Dataset excerpts on pointing to objects

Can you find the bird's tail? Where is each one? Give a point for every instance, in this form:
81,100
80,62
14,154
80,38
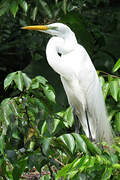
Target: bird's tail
99,126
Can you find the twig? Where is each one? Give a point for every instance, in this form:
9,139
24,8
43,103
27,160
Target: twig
108,74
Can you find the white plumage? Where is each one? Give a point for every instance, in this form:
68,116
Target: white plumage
79,79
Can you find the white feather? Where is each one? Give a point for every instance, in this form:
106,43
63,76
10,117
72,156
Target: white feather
80,81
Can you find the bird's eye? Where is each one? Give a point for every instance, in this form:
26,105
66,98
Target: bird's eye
53,28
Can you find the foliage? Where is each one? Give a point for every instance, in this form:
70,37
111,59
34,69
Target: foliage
35,134
35,130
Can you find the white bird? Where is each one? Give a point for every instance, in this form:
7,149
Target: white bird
80,81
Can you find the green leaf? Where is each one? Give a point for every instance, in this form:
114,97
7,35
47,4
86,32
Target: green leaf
107,173
2,144
63,171
50,124
14,7
46,8
8,80
68,116
105,89
49,92
24,5
19,80
19,168
117,121
46,177
11,155
37,81
69,141
114,89
4,7
116,66
80,143
46,145
102,81
27,81
91,146
34,13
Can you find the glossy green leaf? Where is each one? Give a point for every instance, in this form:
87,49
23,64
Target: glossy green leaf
11,155
34,13
105,89
4,7
49,92
8,80
19,80
93,148
50,124
27,81
37,81
2,144
81,145
69,141
45,177
68,117
117,121
102,81
63,171
114,89
107,173
14,7
24,5
46,145
19,168
46,8
116,66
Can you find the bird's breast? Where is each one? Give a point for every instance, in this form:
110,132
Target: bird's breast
75,93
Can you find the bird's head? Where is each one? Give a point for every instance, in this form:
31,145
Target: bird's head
55,29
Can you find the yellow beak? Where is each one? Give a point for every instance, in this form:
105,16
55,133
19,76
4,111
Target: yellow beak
36,27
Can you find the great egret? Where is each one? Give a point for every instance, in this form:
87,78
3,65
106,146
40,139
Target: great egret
80,80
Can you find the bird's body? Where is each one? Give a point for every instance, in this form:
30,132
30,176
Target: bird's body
80,81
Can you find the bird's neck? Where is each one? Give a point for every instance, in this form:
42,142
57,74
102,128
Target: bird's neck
70,43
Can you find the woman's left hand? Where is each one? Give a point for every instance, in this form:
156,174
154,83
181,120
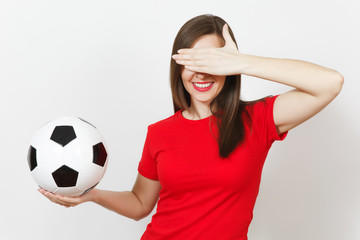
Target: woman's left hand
215,61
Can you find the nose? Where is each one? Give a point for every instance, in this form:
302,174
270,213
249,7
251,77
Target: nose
201,76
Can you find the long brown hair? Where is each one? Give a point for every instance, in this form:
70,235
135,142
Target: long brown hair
229,107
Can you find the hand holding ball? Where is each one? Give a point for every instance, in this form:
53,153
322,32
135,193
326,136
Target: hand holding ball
67,156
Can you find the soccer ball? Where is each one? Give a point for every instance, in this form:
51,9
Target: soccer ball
67,156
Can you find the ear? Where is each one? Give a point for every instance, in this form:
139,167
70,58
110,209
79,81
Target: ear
226,35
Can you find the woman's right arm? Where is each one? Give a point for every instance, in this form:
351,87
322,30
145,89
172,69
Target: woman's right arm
135,204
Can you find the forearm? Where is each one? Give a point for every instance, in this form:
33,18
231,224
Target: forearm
305,76
124,203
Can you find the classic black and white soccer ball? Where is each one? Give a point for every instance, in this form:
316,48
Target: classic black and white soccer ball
67,156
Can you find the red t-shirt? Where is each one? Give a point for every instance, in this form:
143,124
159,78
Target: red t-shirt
202,196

THE EXERCISE: Return all of the records above line for line without changing anything, but omit the pictures.

FINAL ANSWER:
Can you find the bird's tail? Where is each one? Give a point for every instance, in this form:
81,100
80,62
14,154
80,38
Target: bird's tail
99,126
Can you find the twig? Where is each one? Give a point for every instance, in this form:
9,139
24,8
43,103
27,160
Target: twig
108,74
Can you find the white plumage? Where is each one? Give a point for every instance, in this form:
68,116
Target: white plumage
79,79
Can you find the white feather? Where is each one? Give a point for every instance, in this form:
106,43
63,76
10,117
72,156
Target: white feather
80,81
Can you find the bird's eye? Where is each one? Give a point for every instance, in this form:
26,105
66,98
Target: bird's eye
53,28
Can you find the foliage? Where is each one? Give a point for every instance, in this form:
70,37
111,59
34,69
Target: foliage
35,134
35,130
Can you find the white bird? Where is each one? Give a point for every instance, in this form:
7,149
Target: white bird
80,81
Can you find the green leaf? Where is each one? Give a point for every instance, in this form:
114,97
7,35
47,4
86,32
Target: green leaf
107,173
2,144
63,171
50,124
14,7
46,8
8,80
68,116
105,89
49,92
24,5
19,80
19,168
117,121
46,177
11,155
37,81
69,141
114,89
4,7
116,66
80,143
46,145
102,81
27,81
91,146
34,13
Can you find the glossy green leaf? Where is each one? Give a point for every instance, in this form:
87,49
23,64
Target: glossy green leaf
11,155
34,13
105,89
4,7
49,92
8,80
19,80
93,148
50,124
27,81
37,81
2,144
81,145
69,141
45,177
68,117
117,121
102,81
63,171
114,89
107,173
14,7
24,5
46,145
19,168
46,8
116,66
Can you find the bird's breast? Where is each one? Give a point for every instance, in this form:
110,132
Target: bird's breast
75,93
Can you find the bird's head? Where is each one? Give a point for every instance, in this form:
31,145
Target: bird's head
55,29
Can you find the yellow beak? Where is each one? Give a point for every instance, in this form:
105,16
55,133
19,76
4,111
Target: yellow beak
36,27
Can you find the great egret? Where is each one? Give a point for every instance, in this form:
87,78
3,65
106,146
40,139
Target: great egret
80,80
Can you find the bird's body? Where is each one? Give a point for every instance, in this form:
30,132
30,176
Target: bird's body
80,81
Can you find the bird's neck? Where is each one? Give a point for every instance, in this form:
42,142
57,74
102,128
Target: bird's neck
70,43
Can you find the woman's left hand? Where is each one? Give a point for every instance, in this form:
156,174
154,83
181,120
Target: woman's left hand
215,61
Can you find the nose? Where is each one? Give a point for every instance, in this form:
302,174
270,213
249,7
251,77
Target: nose
201,76
Can you find the long brown hair? Where is each one? Give a point for every instance, in this form:
70,235
135,142
Target: long brown hair
229,107
Can you find the hand holding ball? Where is each one? Give a point for every instance, in this form:
53,153
322,32
135,193
326,136
Target: hand holding ball
67,156
Can you find the soccer ball? Where is each one? Give a point for every instance, in this form:
51,9
Target: soccer ball
67,156
Can you find the ear? Where is each one? Give a point for every instance, in this form:
139,167
70,58
110,209
79,81
Target: ear
226,35
Can you find the woman's right arm? Where is each one? Give a point for every instance, in this form:
351,87
322,30
145,89
172,69
Target: woman's right arm
135,204
Can you find the forearm? Where is each one? Give a point for every instance, in this form:
33,18
231,224
Target: forearm
305,76
124,203
Can you find the classic black and white soccer ball? Where is each one? Give a point for every instance, in this form:
316,48
Target: classic black and white soccer ball
67,156
Can you find the red t-shirt? Where is each one? Give a point for every instance, in this form:
143,124
159,78
Target: red t-shirt
202,196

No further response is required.